[[ DATA, beginning ]]
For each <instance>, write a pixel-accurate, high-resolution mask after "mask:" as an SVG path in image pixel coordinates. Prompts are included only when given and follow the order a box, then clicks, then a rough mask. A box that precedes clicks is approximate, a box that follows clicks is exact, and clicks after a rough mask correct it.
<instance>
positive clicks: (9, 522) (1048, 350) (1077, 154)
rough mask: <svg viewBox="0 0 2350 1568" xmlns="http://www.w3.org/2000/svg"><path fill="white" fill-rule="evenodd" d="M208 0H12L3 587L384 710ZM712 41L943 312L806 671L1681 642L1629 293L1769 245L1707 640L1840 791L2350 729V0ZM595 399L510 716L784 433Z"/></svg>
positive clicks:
[[ DATA, end ]]
[[ DATA, beginning ]]
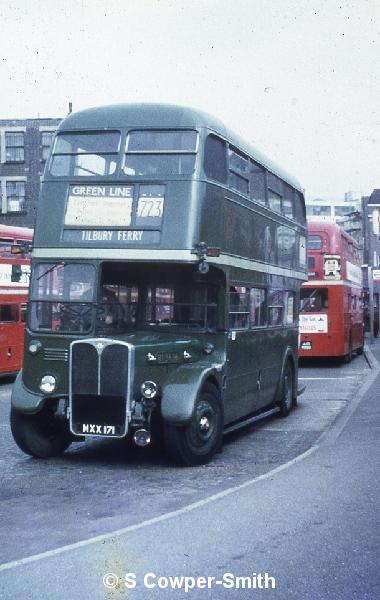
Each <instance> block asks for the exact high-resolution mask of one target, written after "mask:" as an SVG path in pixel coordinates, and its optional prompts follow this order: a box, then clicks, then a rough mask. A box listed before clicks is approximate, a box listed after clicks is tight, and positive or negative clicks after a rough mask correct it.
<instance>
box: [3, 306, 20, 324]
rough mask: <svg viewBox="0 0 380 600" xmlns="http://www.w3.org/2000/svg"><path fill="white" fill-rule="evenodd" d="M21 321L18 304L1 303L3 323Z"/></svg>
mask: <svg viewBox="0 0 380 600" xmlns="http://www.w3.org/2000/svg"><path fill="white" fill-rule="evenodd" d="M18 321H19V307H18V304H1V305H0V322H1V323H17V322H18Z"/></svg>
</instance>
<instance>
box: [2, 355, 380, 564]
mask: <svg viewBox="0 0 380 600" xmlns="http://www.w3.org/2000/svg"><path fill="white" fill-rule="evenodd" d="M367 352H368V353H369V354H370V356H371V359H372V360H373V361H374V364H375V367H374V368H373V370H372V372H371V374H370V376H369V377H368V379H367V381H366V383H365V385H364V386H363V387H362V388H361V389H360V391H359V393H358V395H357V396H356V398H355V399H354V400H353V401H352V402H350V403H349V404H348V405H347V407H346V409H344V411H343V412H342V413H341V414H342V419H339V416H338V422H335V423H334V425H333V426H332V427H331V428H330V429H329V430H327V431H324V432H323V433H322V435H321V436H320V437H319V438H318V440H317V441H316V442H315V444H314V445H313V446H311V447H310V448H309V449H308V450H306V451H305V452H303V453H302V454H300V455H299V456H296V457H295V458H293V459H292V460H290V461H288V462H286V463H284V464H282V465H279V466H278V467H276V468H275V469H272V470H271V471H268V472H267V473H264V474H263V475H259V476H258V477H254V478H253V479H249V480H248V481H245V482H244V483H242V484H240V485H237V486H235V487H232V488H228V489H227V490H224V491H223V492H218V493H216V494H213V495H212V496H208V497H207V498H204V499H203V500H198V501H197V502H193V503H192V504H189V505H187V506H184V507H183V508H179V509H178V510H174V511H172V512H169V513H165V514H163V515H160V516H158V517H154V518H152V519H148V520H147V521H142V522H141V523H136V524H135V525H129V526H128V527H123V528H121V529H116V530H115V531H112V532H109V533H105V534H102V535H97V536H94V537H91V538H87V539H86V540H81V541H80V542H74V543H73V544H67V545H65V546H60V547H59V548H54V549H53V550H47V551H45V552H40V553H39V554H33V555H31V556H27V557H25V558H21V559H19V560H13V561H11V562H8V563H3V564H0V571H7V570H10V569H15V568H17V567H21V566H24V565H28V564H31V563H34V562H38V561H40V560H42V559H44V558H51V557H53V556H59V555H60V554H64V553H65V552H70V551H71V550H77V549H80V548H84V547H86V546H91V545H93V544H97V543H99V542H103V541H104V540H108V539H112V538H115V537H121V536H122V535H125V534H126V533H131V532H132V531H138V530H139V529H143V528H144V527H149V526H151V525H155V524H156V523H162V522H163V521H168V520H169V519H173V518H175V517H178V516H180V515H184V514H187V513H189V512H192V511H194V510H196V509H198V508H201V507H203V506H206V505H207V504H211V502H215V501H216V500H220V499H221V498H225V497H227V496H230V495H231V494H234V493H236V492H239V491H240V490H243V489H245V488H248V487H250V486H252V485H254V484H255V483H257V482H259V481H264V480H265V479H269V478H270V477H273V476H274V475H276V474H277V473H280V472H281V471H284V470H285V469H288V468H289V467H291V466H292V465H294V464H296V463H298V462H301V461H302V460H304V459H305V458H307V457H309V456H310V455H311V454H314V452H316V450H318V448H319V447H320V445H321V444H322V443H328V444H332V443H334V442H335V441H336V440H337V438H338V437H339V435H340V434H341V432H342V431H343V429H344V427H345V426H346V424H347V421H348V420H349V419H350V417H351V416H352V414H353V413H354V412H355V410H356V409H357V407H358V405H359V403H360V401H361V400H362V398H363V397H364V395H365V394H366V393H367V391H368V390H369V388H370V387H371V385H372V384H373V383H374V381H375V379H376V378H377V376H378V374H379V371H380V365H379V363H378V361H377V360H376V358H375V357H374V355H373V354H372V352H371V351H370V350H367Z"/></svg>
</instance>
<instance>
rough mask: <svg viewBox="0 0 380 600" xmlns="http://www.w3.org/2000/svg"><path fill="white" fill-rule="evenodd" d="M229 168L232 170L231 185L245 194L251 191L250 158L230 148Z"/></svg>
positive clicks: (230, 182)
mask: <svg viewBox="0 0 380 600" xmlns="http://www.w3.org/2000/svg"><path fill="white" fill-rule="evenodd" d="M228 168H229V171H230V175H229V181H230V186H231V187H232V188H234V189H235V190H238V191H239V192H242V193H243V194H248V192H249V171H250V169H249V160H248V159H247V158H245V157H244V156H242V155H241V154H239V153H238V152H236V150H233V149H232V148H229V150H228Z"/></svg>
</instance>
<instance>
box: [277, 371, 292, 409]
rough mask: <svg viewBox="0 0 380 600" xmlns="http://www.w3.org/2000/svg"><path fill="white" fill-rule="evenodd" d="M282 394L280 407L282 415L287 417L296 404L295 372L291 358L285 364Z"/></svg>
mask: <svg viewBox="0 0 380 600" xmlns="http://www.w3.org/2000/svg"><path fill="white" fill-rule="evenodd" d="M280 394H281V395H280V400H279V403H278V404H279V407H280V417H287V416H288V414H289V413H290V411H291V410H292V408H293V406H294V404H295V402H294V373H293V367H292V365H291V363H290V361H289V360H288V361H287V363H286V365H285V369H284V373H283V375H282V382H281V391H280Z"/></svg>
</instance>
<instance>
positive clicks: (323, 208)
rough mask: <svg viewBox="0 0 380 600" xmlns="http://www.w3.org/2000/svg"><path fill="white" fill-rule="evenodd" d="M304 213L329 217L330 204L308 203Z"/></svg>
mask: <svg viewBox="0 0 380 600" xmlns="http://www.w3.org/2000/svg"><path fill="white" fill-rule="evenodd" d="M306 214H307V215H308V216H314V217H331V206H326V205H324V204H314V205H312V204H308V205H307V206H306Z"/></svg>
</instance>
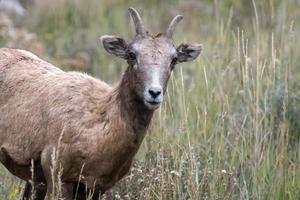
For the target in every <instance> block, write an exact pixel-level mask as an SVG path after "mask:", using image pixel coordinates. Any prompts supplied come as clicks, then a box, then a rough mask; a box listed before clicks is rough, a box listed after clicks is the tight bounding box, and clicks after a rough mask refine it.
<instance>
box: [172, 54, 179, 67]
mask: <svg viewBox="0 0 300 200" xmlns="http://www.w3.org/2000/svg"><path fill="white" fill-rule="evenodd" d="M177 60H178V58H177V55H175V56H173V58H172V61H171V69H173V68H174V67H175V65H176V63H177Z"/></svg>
[[ DATA, end ]]
[[ DATA, beginning ]]
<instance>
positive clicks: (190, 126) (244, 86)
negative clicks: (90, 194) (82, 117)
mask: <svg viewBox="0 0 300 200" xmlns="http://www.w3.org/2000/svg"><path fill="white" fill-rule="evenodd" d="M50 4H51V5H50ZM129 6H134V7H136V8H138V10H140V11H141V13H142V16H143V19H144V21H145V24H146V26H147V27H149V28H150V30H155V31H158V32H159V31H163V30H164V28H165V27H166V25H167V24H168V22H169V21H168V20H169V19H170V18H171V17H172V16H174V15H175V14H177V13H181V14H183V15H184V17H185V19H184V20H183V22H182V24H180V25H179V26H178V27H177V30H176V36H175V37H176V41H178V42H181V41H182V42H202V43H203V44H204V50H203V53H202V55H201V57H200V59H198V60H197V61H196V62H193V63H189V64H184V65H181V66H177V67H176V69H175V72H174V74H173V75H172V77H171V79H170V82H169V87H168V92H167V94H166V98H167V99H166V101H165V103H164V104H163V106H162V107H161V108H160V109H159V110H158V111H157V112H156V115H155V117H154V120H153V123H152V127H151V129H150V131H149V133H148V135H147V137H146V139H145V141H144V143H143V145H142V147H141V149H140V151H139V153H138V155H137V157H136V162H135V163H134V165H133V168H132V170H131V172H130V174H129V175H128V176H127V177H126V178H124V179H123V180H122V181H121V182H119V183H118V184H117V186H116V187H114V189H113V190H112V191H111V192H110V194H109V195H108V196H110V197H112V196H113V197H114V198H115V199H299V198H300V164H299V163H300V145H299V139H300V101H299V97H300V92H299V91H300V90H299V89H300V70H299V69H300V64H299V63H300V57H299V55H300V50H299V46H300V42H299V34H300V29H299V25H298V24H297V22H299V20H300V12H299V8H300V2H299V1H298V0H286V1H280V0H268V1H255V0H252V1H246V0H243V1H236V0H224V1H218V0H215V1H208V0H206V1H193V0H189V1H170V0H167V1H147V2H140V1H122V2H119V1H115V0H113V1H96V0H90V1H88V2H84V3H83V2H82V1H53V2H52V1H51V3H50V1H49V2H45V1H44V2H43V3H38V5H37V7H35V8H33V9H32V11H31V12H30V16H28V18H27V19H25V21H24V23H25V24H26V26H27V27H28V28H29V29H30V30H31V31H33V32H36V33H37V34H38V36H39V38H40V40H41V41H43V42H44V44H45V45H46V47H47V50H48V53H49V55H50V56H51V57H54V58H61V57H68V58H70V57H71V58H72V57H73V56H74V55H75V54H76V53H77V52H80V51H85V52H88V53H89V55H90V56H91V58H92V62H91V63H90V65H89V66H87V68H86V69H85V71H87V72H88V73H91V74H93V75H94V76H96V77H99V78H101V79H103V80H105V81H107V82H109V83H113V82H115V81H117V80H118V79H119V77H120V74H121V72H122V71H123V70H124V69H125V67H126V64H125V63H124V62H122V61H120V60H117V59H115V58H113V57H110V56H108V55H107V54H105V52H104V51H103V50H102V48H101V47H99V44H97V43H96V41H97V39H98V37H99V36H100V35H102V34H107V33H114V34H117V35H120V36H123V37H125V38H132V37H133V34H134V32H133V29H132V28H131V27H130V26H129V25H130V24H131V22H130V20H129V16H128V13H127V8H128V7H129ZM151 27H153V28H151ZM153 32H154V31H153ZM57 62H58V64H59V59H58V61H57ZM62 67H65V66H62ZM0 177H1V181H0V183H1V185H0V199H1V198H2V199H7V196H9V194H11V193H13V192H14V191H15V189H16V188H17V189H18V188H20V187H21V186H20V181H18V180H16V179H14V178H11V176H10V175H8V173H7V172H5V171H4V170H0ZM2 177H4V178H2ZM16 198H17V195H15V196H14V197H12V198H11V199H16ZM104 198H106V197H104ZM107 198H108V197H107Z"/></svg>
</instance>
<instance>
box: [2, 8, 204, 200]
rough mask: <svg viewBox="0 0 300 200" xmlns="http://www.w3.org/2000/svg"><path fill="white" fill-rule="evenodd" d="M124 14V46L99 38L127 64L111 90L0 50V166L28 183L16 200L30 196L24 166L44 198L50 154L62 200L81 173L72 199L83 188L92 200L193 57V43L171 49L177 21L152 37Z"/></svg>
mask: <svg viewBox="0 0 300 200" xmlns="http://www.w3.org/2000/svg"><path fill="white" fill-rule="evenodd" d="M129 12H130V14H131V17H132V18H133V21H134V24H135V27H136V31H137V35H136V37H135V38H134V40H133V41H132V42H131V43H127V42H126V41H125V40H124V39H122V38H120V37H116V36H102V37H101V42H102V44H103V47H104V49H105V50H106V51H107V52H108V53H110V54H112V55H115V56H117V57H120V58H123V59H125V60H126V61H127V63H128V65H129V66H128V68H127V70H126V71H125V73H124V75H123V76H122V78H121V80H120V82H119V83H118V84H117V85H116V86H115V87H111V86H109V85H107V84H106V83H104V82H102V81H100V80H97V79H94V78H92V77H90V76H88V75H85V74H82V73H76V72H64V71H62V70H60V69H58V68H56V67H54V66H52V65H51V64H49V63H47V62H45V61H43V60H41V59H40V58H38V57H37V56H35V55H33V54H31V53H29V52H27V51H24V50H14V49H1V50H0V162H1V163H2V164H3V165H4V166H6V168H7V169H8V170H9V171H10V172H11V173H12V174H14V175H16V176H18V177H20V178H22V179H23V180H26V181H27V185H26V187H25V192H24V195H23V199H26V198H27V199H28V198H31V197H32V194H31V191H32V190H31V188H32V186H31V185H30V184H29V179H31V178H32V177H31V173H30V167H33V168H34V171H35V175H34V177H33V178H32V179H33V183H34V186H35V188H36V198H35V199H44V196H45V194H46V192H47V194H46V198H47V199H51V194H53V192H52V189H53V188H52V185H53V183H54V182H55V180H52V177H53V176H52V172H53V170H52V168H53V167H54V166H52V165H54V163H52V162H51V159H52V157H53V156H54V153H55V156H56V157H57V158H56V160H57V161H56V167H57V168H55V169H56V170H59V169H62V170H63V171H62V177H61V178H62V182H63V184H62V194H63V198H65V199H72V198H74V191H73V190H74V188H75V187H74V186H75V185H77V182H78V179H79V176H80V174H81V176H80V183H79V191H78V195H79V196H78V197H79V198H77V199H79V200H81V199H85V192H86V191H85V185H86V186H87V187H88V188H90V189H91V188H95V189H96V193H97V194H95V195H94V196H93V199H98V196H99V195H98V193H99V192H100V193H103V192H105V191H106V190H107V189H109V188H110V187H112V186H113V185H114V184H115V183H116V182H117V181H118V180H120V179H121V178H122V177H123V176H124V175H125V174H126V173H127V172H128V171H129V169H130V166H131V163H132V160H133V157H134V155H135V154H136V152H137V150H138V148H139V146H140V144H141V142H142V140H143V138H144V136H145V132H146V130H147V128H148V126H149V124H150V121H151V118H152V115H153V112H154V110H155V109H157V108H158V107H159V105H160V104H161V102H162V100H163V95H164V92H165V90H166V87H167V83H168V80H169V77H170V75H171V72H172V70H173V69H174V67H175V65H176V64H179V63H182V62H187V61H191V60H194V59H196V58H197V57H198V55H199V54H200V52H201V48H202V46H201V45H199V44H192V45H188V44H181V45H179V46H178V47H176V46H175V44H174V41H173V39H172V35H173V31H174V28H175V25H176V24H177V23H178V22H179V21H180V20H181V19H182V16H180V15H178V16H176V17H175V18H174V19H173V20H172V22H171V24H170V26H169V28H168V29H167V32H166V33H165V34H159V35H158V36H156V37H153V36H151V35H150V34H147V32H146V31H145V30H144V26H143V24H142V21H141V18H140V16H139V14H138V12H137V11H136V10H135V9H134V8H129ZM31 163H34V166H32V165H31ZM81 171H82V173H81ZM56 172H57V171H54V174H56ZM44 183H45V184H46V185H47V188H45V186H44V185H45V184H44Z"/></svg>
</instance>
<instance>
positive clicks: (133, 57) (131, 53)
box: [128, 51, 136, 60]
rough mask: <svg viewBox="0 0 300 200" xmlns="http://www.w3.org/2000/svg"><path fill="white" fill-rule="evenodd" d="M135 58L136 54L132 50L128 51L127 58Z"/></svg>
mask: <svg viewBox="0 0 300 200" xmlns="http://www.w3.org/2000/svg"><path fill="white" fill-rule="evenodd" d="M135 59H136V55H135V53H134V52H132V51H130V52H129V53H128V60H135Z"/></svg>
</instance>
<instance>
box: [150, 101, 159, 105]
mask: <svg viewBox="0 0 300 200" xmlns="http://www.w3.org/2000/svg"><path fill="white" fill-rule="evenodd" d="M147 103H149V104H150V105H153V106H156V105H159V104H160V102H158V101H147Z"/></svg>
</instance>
[[ DATA, end ]]
From the material above, copy every line where the word "block" is found.

TASK OUTPUT:
Each <instance> block asks for the exact high-resolution mask of one target, written after "mask:" as an SVG path in pixel coordinates, and its optional prompts follow this order: a box, then clicks, then a rough mask. A box listed before clicks is approximate, a box listed after clicks is tight, and positive or negative clicks after a rough mask correct it.
For the target in every <instance> block, write an exact pixel-level mask as an SVG path after "mask:", using image pixel coordinates. Any prompts supplied come as clicks, then a box, then a rough mask; a box listed before clicks is rough, a box listed after clicks is the tight bounding box, and clicks after a rough mask refine it.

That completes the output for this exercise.